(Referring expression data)

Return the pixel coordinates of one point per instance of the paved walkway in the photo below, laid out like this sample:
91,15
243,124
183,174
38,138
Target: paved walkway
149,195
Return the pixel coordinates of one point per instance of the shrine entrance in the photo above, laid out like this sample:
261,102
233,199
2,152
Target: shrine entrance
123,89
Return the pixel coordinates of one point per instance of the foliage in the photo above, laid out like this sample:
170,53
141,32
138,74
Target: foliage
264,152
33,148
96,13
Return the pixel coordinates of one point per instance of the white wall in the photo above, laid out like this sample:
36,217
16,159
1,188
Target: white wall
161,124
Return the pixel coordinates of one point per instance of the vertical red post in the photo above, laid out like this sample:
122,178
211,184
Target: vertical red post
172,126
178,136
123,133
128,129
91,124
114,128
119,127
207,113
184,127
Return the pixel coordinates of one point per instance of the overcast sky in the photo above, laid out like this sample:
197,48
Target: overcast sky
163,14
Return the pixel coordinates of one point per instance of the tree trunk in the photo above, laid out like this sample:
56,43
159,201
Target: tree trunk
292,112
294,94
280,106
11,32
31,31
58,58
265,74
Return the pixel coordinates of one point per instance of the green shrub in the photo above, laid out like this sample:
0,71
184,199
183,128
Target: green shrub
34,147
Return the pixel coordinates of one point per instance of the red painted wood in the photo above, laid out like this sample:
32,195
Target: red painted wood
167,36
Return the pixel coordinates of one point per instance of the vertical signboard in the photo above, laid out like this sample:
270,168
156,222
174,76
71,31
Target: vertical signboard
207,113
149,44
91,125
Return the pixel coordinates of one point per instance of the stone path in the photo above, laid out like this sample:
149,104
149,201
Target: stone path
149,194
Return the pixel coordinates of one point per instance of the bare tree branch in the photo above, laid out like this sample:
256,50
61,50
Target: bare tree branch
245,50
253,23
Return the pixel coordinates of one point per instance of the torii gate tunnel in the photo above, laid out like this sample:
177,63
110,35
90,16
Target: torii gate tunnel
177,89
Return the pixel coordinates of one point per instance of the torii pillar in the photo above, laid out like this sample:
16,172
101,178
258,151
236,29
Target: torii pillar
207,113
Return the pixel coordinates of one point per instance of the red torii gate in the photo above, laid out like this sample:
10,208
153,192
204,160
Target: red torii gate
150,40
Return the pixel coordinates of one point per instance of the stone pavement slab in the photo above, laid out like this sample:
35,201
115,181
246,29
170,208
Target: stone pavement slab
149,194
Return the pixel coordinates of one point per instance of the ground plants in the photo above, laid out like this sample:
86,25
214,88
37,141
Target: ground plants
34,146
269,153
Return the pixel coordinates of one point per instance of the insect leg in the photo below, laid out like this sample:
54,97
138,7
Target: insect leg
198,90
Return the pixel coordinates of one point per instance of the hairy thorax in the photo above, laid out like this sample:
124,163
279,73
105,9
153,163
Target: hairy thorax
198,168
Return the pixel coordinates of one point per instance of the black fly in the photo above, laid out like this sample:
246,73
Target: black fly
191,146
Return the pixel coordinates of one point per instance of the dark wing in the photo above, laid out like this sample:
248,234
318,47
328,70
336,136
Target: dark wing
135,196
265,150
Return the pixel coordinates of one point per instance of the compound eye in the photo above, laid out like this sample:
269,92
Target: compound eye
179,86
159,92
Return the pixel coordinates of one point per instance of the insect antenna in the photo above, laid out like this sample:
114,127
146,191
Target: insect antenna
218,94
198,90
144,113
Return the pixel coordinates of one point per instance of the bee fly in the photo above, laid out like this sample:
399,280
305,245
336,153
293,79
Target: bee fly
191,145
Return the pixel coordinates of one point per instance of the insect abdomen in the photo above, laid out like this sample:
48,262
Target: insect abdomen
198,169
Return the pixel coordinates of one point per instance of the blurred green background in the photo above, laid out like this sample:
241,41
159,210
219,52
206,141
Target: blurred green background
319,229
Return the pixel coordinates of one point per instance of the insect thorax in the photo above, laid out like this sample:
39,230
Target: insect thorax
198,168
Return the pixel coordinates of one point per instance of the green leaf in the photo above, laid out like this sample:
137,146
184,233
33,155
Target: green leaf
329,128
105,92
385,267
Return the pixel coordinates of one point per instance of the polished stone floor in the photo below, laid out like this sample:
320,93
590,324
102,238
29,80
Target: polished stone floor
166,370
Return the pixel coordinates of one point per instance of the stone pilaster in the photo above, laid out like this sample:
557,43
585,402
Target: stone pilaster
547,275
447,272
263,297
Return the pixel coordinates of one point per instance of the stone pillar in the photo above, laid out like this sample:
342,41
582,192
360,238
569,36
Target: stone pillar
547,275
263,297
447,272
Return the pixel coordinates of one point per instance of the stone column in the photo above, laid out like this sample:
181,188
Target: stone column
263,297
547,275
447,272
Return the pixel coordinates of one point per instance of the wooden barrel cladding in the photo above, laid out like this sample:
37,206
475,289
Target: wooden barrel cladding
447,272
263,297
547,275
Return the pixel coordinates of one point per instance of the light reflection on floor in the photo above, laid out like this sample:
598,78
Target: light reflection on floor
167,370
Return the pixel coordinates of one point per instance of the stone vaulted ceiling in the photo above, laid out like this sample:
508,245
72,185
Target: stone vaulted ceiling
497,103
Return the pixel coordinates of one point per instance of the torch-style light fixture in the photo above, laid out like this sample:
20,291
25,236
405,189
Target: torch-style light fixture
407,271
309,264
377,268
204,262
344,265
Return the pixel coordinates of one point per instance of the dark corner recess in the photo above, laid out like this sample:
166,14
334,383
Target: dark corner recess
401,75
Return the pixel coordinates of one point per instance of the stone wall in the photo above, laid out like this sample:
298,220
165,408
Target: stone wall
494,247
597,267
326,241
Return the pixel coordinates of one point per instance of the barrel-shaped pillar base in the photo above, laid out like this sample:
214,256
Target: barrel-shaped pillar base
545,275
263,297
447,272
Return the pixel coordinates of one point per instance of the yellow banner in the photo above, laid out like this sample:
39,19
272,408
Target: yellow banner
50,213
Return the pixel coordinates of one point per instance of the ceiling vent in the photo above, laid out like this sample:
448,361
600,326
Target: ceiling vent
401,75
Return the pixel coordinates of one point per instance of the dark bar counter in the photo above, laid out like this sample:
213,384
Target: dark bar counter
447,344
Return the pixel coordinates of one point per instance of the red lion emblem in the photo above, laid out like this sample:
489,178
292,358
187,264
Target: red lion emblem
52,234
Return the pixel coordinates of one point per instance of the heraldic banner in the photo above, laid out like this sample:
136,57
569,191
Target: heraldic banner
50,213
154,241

*Activity*. Copy out each line of the data in which the word "below" appears.

*Your response*.
Return the pixel coordinates of one point per instance of the paved walkway in the photo below, laid out like this sample:
Return the pixel coordinates of one point per instance of the insect leg in the photo below, laid out like this sample:
Return the pixel coordinates of one point per instance of the polished stone floor in the photo below, laid out like this sample:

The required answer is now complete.